### PROBLEM DETAILS
Can you scale everything from the line containing "The service MUST place one dot on the background" down to the end of the items below, writing out every line again, requests included? Multiply each x and y coordinate in the answers by 1.2 and round to whole numbers, rounding halves up.

### EXTRACTED RECORDS
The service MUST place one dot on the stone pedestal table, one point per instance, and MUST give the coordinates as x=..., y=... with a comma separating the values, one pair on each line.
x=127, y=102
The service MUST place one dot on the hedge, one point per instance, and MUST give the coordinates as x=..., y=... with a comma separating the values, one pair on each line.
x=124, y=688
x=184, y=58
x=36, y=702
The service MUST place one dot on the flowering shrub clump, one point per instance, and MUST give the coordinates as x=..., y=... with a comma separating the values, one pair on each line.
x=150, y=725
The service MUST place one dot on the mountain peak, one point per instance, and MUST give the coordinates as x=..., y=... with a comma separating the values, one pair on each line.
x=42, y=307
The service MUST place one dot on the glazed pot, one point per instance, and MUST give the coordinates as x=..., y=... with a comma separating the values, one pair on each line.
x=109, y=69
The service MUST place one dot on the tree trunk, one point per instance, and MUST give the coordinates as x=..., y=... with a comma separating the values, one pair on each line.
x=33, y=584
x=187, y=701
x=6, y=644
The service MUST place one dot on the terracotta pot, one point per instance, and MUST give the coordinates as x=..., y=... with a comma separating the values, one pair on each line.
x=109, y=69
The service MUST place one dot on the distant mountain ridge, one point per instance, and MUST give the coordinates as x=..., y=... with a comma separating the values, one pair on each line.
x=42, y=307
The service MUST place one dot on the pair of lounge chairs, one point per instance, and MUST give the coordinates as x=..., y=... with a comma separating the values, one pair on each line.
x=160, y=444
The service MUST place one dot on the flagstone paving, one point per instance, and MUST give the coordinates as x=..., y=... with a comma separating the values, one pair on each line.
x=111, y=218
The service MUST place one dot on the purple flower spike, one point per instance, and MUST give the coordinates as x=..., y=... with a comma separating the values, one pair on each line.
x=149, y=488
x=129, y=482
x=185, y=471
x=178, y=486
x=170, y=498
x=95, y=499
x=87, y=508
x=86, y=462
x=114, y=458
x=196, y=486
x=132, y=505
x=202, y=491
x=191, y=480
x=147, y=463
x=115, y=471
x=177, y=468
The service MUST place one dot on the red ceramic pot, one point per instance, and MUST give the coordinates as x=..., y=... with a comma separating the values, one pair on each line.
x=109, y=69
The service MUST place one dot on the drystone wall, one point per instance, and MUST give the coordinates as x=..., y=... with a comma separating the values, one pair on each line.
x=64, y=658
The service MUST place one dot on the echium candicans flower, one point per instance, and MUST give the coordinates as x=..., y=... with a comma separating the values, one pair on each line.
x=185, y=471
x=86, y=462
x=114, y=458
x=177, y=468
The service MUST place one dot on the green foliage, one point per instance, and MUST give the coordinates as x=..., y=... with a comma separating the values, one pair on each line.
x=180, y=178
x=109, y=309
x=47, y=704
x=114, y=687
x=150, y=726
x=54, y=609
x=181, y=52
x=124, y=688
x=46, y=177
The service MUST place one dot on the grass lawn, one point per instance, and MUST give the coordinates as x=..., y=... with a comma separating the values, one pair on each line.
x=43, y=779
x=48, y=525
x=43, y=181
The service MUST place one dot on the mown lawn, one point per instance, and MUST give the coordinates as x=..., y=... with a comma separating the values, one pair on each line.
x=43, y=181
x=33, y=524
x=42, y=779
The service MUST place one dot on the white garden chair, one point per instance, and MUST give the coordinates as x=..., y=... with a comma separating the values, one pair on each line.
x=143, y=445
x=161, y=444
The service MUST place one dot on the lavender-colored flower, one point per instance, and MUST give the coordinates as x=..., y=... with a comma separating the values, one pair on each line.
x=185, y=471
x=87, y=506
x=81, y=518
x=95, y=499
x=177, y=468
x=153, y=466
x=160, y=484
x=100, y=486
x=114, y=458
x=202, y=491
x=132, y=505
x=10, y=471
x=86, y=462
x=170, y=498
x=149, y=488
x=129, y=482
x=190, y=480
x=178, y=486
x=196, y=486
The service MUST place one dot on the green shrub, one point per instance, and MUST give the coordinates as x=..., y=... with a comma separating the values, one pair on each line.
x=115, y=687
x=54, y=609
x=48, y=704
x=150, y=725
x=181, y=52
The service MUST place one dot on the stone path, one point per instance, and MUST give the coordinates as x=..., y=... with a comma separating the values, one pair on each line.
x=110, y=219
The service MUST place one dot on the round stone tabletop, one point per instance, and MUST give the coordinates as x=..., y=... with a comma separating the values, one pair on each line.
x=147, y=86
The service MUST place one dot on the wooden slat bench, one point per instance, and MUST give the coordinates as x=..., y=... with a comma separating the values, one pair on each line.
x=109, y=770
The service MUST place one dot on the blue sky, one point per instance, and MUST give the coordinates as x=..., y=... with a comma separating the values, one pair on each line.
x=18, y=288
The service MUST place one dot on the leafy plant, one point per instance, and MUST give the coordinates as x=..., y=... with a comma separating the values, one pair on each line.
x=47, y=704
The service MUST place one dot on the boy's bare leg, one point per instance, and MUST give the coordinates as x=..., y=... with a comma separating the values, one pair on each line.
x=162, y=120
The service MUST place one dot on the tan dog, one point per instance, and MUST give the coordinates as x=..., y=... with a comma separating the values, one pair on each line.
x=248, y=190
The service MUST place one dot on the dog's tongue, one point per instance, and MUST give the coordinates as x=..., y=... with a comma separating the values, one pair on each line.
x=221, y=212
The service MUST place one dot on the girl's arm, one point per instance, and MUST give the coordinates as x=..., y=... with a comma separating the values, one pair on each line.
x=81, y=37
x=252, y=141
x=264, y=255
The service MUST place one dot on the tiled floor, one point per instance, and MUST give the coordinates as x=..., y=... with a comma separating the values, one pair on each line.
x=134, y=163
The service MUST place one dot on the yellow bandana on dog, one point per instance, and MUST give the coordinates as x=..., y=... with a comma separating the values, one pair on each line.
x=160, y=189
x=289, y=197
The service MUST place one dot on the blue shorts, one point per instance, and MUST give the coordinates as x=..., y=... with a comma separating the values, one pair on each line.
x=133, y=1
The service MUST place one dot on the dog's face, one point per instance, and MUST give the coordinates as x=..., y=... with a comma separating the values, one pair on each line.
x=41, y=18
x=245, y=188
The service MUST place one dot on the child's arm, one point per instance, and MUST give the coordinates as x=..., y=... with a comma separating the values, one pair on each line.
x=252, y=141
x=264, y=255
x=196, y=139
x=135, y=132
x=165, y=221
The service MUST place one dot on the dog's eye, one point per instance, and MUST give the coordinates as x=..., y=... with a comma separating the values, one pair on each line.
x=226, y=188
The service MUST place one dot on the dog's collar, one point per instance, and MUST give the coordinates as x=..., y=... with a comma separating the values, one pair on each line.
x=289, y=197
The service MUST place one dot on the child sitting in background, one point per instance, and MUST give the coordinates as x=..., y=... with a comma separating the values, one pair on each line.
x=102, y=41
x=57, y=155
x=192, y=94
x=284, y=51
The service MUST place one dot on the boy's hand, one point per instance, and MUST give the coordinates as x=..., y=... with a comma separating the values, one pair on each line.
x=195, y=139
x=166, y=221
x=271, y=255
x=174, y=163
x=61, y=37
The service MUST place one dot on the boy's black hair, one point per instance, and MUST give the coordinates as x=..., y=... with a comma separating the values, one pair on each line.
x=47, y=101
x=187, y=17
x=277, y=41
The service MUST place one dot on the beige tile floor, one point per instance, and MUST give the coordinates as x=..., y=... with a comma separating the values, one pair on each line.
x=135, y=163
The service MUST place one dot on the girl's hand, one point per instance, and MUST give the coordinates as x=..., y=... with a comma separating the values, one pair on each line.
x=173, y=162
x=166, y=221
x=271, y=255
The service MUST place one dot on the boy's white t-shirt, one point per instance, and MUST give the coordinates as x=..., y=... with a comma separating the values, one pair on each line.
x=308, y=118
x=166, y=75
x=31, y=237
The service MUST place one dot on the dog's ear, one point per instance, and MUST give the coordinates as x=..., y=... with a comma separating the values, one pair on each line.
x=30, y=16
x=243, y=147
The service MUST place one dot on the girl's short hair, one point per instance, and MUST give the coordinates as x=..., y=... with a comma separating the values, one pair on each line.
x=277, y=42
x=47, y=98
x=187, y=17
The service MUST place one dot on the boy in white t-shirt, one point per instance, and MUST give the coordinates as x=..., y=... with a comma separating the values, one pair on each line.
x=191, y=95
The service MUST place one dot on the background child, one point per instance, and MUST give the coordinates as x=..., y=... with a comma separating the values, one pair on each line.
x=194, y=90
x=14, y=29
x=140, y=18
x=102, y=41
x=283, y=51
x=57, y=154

### REPLY
The service MUST place one dot on the background child, one point per instance, and MUST give the coordinates as x=..., y=... with a comma separating the values, one pair on each line.
x=233, y=108
x=17, y=35
x=168, y=22
x=122, y=49
x=340, y=61
x=68, y=185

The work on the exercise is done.